§ Extracted material
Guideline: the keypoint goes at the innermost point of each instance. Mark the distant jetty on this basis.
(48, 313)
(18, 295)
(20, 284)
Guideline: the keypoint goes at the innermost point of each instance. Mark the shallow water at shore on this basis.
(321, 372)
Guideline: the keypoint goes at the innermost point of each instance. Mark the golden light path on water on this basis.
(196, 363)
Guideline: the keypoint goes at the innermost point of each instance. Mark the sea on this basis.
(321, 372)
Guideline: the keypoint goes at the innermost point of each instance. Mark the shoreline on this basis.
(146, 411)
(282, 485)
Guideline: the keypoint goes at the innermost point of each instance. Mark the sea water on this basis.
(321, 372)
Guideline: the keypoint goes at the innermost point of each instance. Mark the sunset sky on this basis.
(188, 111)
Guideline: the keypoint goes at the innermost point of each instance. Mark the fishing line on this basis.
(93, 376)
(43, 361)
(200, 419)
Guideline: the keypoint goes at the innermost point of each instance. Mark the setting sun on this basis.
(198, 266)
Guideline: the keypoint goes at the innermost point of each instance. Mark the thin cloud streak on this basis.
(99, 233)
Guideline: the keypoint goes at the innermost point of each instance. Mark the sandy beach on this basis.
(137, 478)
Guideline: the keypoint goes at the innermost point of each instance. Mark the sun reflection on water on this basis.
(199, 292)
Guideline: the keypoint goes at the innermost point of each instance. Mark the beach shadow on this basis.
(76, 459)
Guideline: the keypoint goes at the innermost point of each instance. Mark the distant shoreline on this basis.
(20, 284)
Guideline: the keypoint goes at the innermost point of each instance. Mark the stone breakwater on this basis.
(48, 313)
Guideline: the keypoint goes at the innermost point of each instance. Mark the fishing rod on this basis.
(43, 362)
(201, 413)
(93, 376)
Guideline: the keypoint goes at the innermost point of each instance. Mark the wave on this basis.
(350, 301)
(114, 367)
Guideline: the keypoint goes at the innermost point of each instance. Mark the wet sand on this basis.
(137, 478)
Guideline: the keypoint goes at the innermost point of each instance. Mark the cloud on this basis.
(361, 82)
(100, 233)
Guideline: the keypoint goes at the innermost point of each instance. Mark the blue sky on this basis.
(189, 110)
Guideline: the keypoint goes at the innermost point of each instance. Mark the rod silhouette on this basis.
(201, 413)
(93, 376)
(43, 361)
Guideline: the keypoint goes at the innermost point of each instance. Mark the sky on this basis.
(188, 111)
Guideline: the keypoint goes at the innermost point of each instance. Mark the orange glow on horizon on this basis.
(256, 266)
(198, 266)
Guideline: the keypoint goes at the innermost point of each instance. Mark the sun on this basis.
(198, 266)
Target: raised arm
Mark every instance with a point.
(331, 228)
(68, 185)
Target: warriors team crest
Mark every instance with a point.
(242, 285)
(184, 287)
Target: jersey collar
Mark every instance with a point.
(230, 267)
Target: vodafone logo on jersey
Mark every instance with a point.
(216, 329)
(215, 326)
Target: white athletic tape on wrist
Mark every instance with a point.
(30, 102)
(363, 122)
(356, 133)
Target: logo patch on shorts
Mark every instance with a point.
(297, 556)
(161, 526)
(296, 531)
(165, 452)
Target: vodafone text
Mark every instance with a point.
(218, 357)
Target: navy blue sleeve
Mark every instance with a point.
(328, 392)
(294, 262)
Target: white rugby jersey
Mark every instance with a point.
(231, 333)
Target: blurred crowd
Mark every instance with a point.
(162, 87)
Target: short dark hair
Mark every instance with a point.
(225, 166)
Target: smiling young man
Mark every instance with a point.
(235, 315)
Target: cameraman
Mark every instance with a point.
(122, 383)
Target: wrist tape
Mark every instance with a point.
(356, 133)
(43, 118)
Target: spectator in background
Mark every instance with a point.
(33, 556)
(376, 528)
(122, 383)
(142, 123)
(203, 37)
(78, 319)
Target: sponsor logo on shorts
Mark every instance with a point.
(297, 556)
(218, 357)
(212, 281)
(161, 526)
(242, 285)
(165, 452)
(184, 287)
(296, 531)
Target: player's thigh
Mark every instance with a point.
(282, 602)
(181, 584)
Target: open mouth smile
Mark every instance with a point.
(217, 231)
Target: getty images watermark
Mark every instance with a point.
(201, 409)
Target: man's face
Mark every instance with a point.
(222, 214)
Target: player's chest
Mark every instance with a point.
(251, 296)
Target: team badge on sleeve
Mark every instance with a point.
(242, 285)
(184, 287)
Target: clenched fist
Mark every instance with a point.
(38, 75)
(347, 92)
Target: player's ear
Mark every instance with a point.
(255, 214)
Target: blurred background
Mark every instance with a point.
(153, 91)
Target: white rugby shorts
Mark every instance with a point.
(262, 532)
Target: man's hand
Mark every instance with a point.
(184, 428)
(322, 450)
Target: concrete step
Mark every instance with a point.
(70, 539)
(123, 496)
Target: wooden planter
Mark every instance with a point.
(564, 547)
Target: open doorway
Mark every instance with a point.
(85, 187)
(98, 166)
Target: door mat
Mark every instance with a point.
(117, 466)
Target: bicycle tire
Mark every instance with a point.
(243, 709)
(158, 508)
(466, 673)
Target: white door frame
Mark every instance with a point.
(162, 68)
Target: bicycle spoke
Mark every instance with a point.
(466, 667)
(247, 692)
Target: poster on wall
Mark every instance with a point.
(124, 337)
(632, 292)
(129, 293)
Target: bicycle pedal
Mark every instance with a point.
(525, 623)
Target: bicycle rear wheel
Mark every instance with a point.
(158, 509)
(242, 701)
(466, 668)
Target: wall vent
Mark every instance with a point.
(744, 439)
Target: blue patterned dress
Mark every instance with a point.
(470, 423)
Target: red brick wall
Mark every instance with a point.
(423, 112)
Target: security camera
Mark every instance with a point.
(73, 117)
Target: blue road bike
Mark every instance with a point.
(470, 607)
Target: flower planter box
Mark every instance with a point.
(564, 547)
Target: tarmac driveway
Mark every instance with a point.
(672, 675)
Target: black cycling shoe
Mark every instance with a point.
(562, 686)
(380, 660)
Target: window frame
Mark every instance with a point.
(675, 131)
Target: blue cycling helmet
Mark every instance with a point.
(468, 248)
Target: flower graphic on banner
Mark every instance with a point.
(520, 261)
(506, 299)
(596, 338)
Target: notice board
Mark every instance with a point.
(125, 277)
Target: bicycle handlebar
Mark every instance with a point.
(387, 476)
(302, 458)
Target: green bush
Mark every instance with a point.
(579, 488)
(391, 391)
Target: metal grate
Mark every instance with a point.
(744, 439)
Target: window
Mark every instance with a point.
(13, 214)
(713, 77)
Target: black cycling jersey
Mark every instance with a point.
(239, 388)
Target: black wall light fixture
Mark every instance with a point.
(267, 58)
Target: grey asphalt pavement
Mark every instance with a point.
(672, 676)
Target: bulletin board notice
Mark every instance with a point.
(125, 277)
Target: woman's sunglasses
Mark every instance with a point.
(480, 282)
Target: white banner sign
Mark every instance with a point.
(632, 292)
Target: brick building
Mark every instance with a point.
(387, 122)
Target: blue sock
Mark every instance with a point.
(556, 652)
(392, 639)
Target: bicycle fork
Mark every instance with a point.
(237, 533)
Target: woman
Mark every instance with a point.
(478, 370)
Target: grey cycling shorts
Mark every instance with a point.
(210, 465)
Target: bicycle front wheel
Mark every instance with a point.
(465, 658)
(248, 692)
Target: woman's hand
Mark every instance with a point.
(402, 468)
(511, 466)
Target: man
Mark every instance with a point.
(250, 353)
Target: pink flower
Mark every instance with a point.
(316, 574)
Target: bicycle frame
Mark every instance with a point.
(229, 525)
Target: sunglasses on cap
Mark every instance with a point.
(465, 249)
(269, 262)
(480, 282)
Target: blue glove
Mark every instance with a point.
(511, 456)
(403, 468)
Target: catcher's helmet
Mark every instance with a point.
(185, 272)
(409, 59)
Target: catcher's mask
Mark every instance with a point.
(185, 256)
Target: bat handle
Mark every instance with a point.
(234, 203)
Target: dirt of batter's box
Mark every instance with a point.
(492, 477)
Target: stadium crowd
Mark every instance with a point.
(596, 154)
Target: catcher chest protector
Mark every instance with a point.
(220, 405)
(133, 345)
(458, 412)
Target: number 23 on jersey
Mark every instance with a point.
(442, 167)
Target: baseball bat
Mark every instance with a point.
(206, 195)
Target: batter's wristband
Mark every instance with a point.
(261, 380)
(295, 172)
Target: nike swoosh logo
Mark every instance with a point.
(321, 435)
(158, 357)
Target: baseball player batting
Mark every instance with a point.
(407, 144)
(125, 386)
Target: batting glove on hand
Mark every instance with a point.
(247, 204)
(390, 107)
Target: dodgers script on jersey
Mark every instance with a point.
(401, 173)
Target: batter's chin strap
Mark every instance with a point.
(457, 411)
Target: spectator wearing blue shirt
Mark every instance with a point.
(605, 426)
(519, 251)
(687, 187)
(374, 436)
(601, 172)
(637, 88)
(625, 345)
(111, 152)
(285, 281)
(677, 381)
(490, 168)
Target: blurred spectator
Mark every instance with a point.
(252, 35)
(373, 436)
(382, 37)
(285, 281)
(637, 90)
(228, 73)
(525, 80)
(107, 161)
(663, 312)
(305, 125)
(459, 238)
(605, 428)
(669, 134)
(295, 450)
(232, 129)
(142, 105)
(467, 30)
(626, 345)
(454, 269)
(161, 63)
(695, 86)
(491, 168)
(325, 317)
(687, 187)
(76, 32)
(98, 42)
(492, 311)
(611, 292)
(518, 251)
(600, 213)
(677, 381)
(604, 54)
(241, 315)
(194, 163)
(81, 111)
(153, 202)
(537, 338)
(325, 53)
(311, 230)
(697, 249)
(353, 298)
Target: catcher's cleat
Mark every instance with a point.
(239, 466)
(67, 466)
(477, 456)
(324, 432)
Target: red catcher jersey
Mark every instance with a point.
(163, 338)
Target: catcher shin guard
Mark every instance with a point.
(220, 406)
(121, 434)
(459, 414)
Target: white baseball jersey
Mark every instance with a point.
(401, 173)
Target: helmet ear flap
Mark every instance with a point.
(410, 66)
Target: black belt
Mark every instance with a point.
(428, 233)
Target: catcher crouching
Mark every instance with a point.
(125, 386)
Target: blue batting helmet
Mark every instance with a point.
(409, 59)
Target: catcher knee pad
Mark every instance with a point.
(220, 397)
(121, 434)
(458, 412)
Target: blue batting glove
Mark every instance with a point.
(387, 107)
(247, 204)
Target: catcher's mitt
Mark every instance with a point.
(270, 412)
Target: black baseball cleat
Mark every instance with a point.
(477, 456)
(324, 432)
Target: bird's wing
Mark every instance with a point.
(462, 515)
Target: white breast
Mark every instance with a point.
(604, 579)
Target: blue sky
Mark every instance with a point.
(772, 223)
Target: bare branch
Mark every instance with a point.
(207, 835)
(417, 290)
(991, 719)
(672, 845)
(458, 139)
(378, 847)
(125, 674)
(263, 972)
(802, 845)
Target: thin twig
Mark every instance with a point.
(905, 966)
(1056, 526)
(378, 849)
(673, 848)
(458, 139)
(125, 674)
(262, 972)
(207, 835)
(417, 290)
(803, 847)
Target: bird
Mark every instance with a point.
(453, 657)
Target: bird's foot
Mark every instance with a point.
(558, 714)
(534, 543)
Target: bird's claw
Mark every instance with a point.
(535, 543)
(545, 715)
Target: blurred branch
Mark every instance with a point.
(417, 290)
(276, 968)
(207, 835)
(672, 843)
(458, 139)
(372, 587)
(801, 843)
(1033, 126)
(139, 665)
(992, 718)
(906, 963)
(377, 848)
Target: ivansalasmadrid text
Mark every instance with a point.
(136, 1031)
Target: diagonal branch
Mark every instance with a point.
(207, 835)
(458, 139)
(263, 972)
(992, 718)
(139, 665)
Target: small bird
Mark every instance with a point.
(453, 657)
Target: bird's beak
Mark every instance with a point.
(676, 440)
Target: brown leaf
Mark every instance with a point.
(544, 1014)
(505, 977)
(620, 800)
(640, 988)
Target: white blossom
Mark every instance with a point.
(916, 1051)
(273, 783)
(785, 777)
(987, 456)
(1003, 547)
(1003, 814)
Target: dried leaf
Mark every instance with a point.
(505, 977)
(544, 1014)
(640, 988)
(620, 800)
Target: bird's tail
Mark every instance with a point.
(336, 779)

§ Problem requirements
In the entries above, find the line with "the sun on this basis." and the line with "Target: smiling young man", then restate word for word both of them and every line between, with nothing more.

§ Result below
Guideline: the keypoint goes at the innermost point of each instance. Mark the sun on this basis.
(198, 266)
Target: raised arm
Mark every instance with a point.
(331, 228)
(68, 185)
Target: warriors team crest
Mark every instance with a point.
(242, 285)
(184, 287)
Target: jersey collar
Mark every instance with a point.
(230, 267)
Target: vodafone logo on jersey
Mark every instance with a point.
(216, 329)
(215, 326)
Target: white athletic tape on wrist
Mark every instance with a point.
(30, 102)
(363, 122)
(356, 133)
Target: logo patch on shorts
Mark every instance with a point.
(297, 556)
(161, 526)
(296, 531)
(165, 452)
Target: vodafone text
Mark every instance with a point.
(218, 357)
Target: navy blue sleeve
Mark every instance with a point.
(328, 392)
(294, 262)
Target: white rugby jersey
Mark every instance with a point.
(231, 333)
Target: blurred crowd
Mark every instance with a point.
(162, 87)
Target: short dark hair
Mark every instance with a point.
(225, 166)
Target: smiling young man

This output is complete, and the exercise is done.